§ Instructions to follow:
Answer these questions from the forum thread about Shae:
1. Which member started the thread?
2. How long does Shae roll around on the lap before she falls asleep?
3. What does Shae do whenever she sleeps, according to Pandemonium?

§ Excerpted text:
+---+
# I just had to!!!!!



## Pandemonium (Jul 27, 2013)

I'm so in love with my gorgeous baby! I just had to share some pictures! But of course pictures never capture how adorable they actually look in person! So here is my Shae!


----------



## Pandemonium (Jul 27, 2013)




----------



## Pandemonium (Jul 27, 2013)

Share any pictures you have as well! I'd love to see them


----------



## bugster (Aug 18, 2012)

She is adorable! She looks so comfortable. Have fun with your little girl!


----------



## Pandemonium (Jul 27, 2013)

Thank you! Haha yeah she loves sleeping on my lap she rolls around for a good 5-10 minutes before finally sleeping tho!


----------



## MochiAndMe (Jul 13, 2013)

She's very cute!


----------



## abbys (Oct 13, 2012)

So pretty! And she looks so cozy and relaxed!


----------



## Pandemonium (Jul 27, 2013)

Whenever she sleeps she splats! Or she lays on her back a lets me rub her little tummy  she's adorable


----------



## Pandemonium (Jul 27, 2013)




----------



## shetland (Sep 2, 2008)

Well, we all know I can never get enough pictures of little Miss Shae!!!


----------



## AngelaH (Jul 24, 2012)

Awwww such a cute sweet little thing!


----------
+---+
§ Data lines:
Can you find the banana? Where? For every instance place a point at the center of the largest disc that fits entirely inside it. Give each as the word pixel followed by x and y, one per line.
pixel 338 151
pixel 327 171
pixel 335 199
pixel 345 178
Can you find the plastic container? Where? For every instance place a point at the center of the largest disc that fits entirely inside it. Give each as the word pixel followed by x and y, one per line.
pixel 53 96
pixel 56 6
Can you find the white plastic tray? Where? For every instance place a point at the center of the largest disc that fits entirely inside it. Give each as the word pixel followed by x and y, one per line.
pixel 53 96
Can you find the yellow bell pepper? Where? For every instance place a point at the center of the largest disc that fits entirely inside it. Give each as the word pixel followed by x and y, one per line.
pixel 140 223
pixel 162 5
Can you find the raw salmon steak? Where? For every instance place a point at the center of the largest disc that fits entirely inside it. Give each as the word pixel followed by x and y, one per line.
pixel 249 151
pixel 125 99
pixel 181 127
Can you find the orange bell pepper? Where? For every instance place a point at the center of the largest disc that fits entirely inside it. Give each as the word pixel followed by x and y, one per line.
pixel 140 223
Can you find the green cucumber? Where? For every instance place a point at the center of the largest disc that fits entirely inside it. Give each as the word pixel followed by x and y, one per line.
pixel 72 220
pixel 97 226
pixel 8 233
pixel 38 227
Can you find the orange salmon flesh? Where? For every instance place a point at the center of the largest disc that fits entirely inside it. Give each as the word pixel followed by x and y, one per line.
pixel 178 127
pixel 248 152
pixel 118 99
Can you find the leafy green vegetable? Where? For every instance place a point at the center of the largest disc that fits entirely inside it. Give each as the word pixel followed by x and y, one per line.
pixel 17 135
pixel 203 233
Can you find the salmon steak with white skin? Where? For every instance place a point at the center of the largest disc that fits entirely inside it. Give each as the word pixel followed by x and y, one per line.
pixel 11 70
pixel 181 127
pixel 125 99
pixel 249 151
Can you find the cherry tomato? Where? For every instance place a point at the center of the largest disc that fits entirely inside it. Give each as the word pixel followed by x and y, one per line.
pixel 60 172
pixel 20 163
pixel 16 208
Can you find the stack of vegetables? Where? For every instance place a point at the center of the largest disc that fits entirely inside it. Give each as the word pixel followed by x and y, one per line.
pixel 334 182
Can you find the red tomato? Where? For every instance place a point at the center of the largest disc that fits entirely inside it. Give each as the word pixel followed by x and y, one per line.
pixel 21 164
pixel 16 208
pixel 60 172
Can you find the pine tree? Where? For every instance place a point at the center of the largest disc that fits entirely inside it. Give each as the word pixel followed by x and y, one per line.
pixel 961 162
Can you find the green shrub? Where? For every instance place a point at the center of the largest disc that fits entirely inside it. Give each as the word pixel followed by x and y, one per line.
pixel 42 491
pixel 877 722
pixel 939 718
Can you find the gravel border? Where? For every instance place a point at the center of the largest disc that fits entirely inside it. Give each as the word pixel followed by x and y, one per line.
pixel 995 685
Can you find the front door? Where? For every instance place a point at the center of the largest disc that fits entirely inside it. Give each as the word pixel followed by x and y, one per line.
+---+
§ Reply:
1. Pandemonium
2. A good 5-10 minutes
3. She splats, or she lies on her back and lets Pandemonium rub her little tummy.